- **Task data**
========================

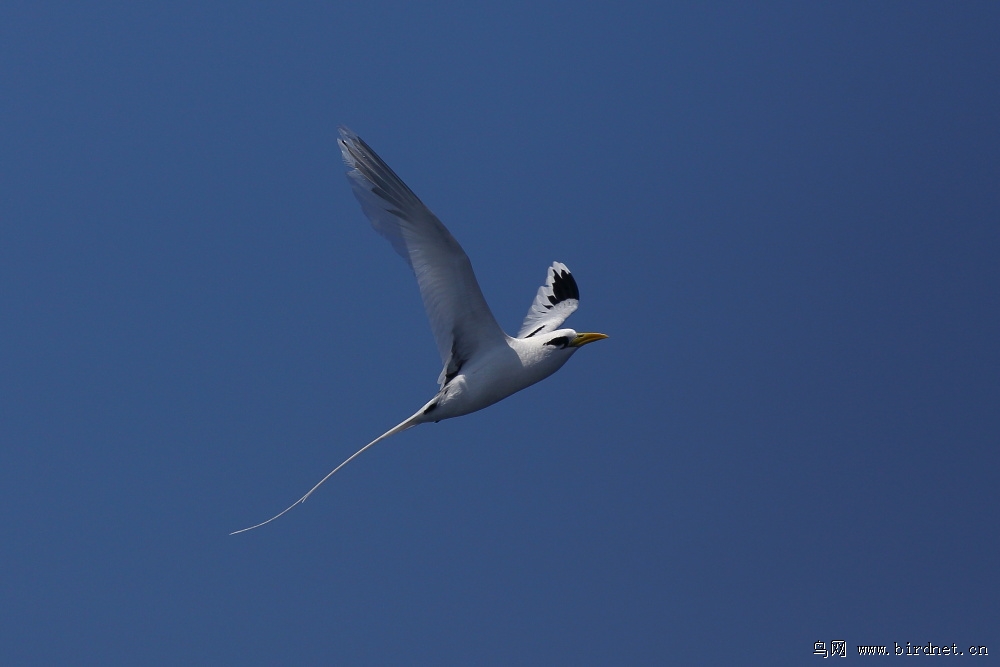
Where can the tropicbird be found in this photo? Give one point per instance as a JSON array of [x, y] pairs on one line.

========================

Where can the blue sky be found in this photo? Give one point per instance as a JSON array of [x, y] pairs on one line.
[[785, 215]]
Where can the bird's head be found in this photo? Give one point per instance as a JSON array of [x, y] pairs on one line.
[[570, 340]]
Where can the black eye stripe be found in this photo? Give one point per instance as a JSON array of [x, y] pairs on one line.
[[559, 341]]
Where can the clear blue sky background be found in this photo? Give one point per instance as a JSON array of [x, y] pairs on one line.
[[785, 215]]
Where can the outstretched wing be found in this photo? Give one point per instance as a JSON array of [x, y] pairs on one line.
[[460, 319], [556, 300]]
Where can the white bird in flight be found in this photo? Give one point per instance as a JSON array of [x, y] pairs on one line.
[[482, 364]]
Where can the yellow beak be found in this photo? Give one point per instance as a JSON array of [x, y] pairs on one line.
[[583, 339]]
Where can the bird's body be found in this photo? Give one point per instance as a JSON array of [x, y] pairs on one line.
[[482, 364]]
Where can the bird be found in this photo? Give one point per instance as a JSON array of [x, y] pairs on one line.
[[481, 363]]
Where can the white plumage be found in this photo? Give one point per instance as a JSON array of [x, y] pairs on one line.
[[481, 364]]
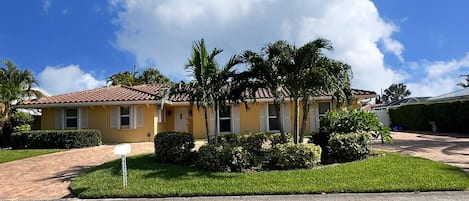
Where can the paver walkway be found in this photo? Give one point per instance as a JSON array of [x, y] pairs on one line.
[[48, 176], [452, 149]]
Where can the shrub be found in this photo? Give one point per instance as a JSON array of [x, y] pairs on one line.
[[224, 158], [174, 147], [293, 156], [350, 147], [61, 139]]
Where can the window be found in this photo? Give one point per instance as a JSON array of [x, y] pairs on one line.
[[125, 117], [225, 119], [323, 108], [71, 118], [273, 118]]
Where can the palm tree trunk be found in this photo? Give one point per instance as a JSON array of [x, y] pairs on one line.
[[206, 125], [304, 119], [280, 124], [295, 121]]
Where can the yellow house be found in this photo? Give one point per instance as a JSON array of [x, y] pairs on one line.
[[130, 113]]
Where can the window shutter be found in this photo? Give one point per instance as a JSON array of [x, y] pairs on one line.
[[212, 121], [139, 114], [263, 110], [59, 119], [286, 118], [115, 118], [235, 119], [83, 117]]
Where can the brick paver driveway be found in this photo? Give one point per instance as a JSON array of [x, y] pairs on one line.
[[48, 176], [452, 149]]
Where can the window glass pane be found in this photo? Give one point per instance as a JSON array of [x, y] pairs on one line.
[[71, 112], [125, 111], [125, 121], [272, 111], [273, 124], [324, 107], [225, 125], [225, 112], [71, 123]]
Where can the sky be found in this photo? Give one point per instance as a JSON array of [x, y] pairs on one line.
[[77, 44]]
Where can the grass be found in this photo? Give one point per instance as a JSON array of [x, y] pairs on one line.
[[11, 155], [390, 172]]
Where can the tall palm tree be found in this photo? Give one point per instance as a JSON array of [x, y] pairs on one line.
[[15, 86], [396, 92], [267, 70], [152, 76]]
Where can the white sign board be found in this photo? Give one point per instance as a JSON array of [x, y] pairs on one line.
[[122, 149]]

========================

- **Exercise aim**
Rewrite the portion of the records that opens with the line containing "Where can the black" and closes with the line containing "[[481, 363]]", both ends included. Keep the requests unchanged and offset every x and y coordinate in the answers by 147.

- **Written solution**
Where can the black eye stripe be found in this photo? Give one point per instance as a JSON array of [x, y] pairs on one line.
[[706, 488]]
Where can the clear blue sky background be found in this photo? Give one point per instance as a JSON array of [x, y] pairs on one line.
[[932, 362]]
Where can the outstretched wing be found in this photo? Give one point per instance as a JSON array of [x, y] pairs on one line.
[[607, 466], [703, 447]]
Where can the white bird in flight be found in this photo? Give one point per instance as a JSON array of [x, y] pairs on one line.
[[629, 511]]
Where can the yellow beak be found in this photo? Give one point per instance as a JSON array of [x, y] pairs on one line.
[[730, 486]]
Where can the bird's body be found in this photo? Give one point per instance as a JSON array of [x, y] pairs on one line.
[[629, 511]]
Where can the bird be found in this photo? Give one point per instance as a JSON array of [x, y] pairs on one line.
[[628, 510]]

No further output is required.